─── ОТРЫВОК ───
Естественные пределы, хотя и существуют объективно, в любом случае выявляются и формулируются людьми. В таком случае, что их удержит, если в своем стремлении соответствовать новым условиям жизни они решат, что эти пределы раньше трактовались слишком узко? Что помешает внести изменения в международноправовые акты, конституции и законодательство под предлогом снятия устаревших «ограничений» (как тут не вспомнить концепцию имманентных пределов)? Помешать этому процессу могут три шага к более глубокому пониманию прав человека.
Первый шаг — принятие (лучше официальное) аксиомы, что эти права онтологически ограничены естественными пределами. Значение этих пределов таково, что, оказываясь за ними (вне их), та или иная охраняемая правом ценность теряет смысл и уничтожается само субъективное право.
Второй шаг — осознание того, что естественные пределы невозможно определить без столь же естественной нормы (разумеется, понимаемой не в юридическом, а в широком социально-этическом смысле). Проиллюстрирую это текстом ст. 2 Европейской конвенции (курсив в цитате мой. — М.К.):
«1. Право каждого человека на жизнь охраняется законом. Никто не может быть умышленно лишен жизни иначе как во исполнение смертного приговора, вынесенного судом за совершение преступления, в отношении которого законом предусмотрено такое наказание.
Мы видим, что обе части данной статьи говорят о случаях допустимости лишения человека жизни. Ограничивается ли таким образом право на жизнь? Нет. Конвенция только описывает естественные пределы данного субъективного права, представляющие собою условия, при которых лицо теряет государственную защиту, во всяком случае, в ее полном объеме. При этом документ фактически вводит презумпцию нормы', человек защищен государством до тех пор, пока сам, проявив свободную волю, не выйдет за пределы общей нормы.
Прообразом такого подхода, первой моделью живого права служит трагический сюжет грехопадения человека. Ведь можно сказать, что Адаму (затем и Еве) Богом изначально было дано право на вечную жизнь, в содержание которого входило и вечное блаженство. И предел, который Бог положил этому праву, был всего один и притом простейший: не вкушать от древа познания добра и зла. В данном случае это был и предел, и норма. Нарушение предела, т.е. выход из нормы повлек за собой, замечу, не лишение жизни наших прародителей, а «всего лишь» отказ Бога обеспечивать «право вечной жизни». Другими словами, только свободная воля человека повлекла снятие, хотя и не полное, Божественной защиты. Адам и Ева прожили еще около тысячи лет, но уже как смертные.
Именно этическая норма является ориентиром в поиске и отстаивании естественных пределов фундаментальных естественных прав (прежде всего на жизнь, личную свободу, телесную неприкосновенность, тайну частной жизни). Но откуда берется сама эта норма?
Наличие у человека определенных моральных аксиом (категорических императивов) принято объяснять социализацией личности. Тогда что лежит в основе самой социализации? В евро-атлантической цивилизации, к которой, без сомнения, принадлежит Россия (при всем ее своеобразии), такая основа — принципы христианства. Осознание этого и составляет третий шаг. Правда, по мере процесса секуляризации все менее и менее принято вспоминать о такой основе. Поначалу затушевывание, в основном, было связано с примитивным противопоставлением религии и науки, а теперь добавился еще и «фактор политкорректности»14. Тем не менее, никуда не уйти от факта, что наша цивилизация возникла и развивалась как цивилизация христианская. Это означает, что европейские народы постепенно воспринимали не только христианское вероучение и миропонимание, но и христианскую этику.
─── СОБРАННЫЙ МАТЕРИАЛ ───
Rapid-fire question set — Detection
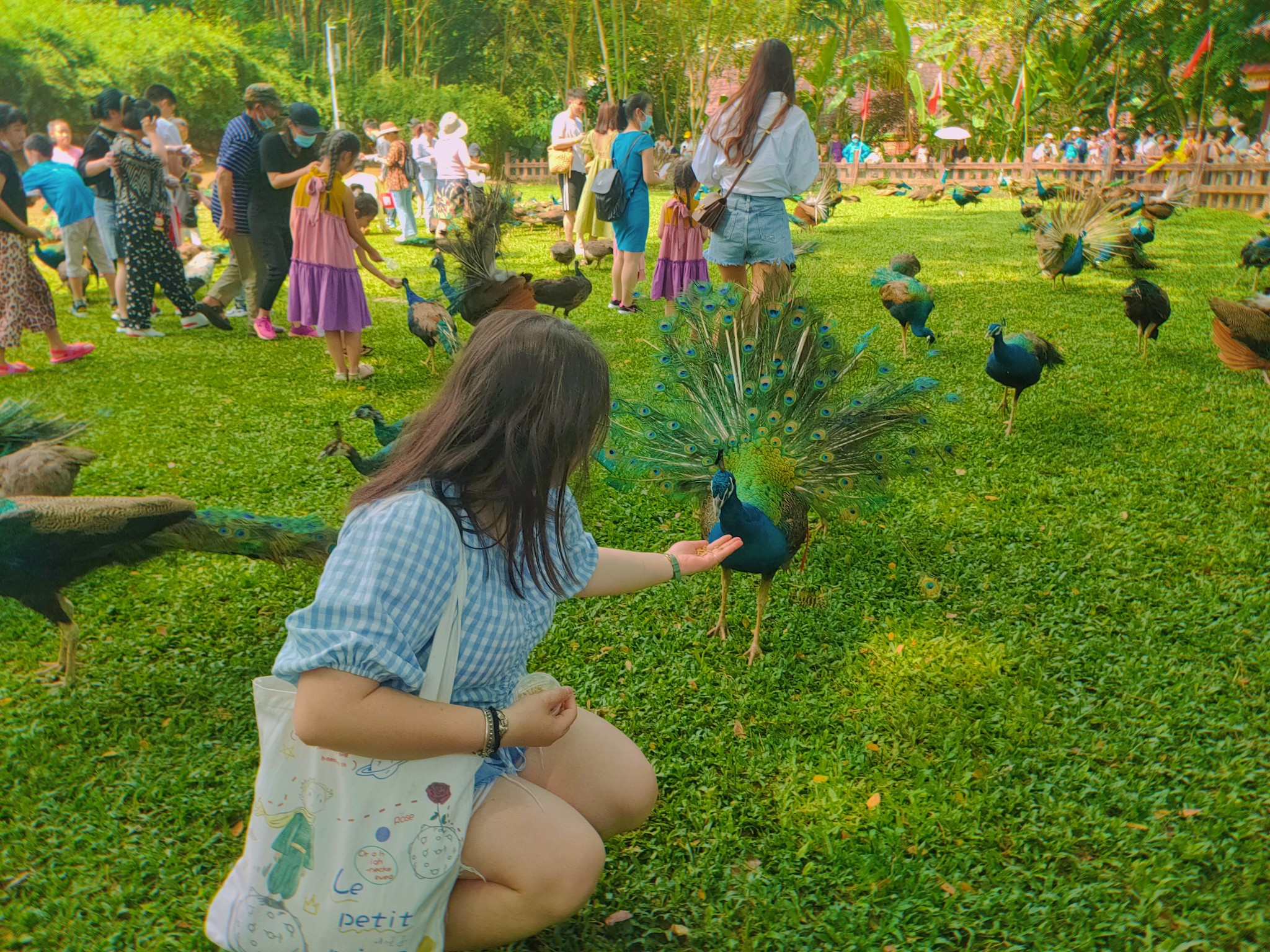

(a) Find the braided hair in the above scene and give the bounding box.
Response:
───
ЗАДАНИЕ:
Продолжите отрывок о естественных пределах прав человека, начав сразу после его последнего предложения.

ОТВЕТ НА ЗАДАНИЕ:
В свою очередь, христианство (как и две другие аврамические религии — мусульманство и иудаизм) не реципировало фундаментальные этические принципы Ветхого завета (например: Исх. 20:2-17; Лев. 19:1-37; Втор. 5:1-21), а считает их своими. Догматическая основа этого содержится в словах Спасителя: «Не думайте, что Я пришел нарушить закон или пророков: не нарушить пришел Я, но исполнить» (Мф. 5:17). Тут принципиально важно, что «исполнение закона и пророков» имеет два смысла. Первый состоит в том, что Сам Иисус есть исполнение возвещенного через ветхозаветных пророков Божественного обещания прихода Мессии (Христа, Спасителя). Второй смысл — в том, что вочеловечившийся Бог Сам есть совершенный образец соблюдения (исполнения), прежде всего, Декалога, т.е. этических принципов (основных заповедей), а не множества формальных норм («бремена неудобоносимые» — Лк. 11:46), которыми эти принципы обросли за многие века.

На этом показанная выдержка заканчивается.